# Aufgabenstellung:
Geben Sie aus dem folgenden Text zur Erbausschlagung den Abschnitt wortgetreu aus, der mit den Worten beginnt, die „Als Nachlassgericht ist“ enthalten, und mit „kurzfristige - Aufenthalt.“ endet.

1. Ordnung: die Abkömmlinge des Erblassers, § 1924 Abs.1 BGB. An die Stelle des weggefallenen Abkömmlings treten dessen Abkömmlinge.

2. Ordnung: die Eltern des Erblassers und deren Abkömmlinge, § 1925 Abs.1 BGB.

3. Ordnung: die Großeltern des Erblassers und deren Abkömmlinge, § 1926 Abs. 1 BGB.

4. Ordnung: die Urgroßeltern des Erblassers und deren Abkömmlinge, § 1928 Abs. 1 BGB.

3. Kann man das Erbe ausgeschlagen?

Wenn sicher ist, dass man gar nicht erben will oder der Nachlass eindeutig überschuldet ist, kann man das Erbe ausschlagen.

Die Ausschlagung erfolgt in schriftlicher Form. Die Unterschrift muss von einem Notar beglaubigt werden. Danach ist diese Erklärung dem Nachlassgericht vorzulegen. Die Ausschlagung kann auch zur Niederschrift des Nachlassgerichts erklärt werden.

Eine Ausschlagung darf nicht unter einer Bedingung erklärt werden (z. B. um einer bestimmten Person das Erbe zukommen zu lassen). Es empfiehlt sich, die Gründe der Ausschlagung (z. B. Überschuldung des Nachlasses) in der Erklärung anzugeben. Ferner kann es zweckmäßig sein, die Ausschlagung ausdrücklich „aus allen Berufungsgründen", das heißt, aufgrund gesetzlicher und auch testamentarischer Erbfolge, zu erklären.

4. Welche Frist gilt für die Ausschlagung?

Die Ausschlagung ist nur wirksam, wenn die Erklärung innerhalb einer Frist von sechs Wochen dem Nachlassgericht zugeht. Fristbeginn ist der Zeitpunkt, in dem der Erbe von dem Anfall der Erbschaft und dem Grund der Berufung Kenntnis erlangt hat. Wie die Kenntnis erlangt wurde, ist nicht von Bedeutung. Es ist also nicht erforderlich, dass ein Schreiben des hiesigen Gerichts vorliegt. Ist der Erbe durch Verfügung von Todes wegen (Testament oder Erbvertrag) berufen, so beginnt die Frist nicht vor Eröffnung der Verfügung von Todes wegen durch das Gericht.

Für einen Erben, der erst durch die Ausschlagung einer zunächst zur Erbschaft berufenen Person Erbe geworden ist, beginnt die Frist mit Kenntnis dieser Tatsache.

5. Welches Gericht ist für die Ausschlagung zuständig?

Als Nachlassgericht ist das Amtsgericht zuständig, in dessen Bezirk der Erblasser seinen letzten Wohnsitz hatte. Maßgeblich ist der tatsächliche - nicht nur kurzfristige - Aufenthalt.

# Datensatzinhalt:
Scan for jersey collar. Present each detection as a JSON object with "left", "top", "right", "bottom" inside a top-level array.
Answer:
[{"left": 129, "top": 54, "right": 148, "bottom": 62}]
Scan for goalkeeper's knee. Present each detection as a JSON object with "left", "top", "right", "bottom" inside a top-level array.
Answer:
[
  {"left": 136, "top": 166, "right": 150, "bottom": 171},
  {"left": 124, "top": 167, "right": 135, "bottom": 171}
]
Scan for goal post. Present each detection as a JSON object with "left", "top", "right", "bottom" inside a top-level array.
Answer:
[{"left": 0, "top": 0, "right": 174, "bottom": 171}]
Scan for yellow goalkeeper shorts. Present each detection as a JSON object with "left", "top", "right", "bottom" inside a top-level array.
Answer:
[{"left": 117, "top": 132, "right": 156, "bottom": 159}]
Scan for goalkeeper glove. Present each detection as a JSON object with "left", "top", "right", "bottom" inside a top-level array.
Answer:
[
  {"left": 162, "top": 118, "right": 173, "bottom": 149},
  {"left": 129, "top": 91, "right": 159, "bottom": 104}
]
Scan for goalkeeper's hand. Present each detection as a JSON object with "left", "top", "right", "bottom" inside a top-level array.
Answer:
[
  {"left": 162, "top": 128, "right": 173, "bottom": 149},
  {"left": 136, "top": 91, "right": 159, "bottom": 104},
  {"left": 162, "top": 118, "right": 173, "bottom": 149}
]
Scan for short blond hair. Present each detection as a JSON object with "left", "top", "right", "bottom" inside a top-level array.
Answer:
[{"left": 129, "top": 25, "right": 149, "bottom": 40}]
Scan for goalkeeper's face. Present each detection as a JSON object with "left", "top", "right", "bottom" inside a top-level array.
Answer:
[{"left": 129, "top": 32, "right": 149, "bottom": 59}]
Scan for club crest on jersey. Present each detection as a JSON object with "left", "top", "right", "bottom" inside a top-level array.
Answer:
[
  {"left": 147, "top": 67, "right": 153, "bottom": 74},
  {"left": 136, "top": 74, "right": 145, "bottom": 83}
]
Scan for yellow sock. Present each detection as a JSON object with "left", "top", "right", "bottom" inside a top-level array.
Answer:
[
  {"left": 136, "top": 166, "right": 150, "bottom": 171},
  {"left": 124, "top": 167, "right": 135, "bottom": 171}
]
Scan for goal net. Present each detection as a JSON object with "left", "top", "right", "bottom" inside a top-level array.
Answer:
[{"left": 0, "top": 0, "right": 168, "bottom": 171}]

# Lösung der Aufgabe:
Als Nachlassgericht ist das Amtsgericht zuständig, in dessen Bezirk der Erblasser seinen letzten Wohnsitz hatte. Maßgeblich ist der tatsächliche - nicht nur kurzfristige - Aufenthalt.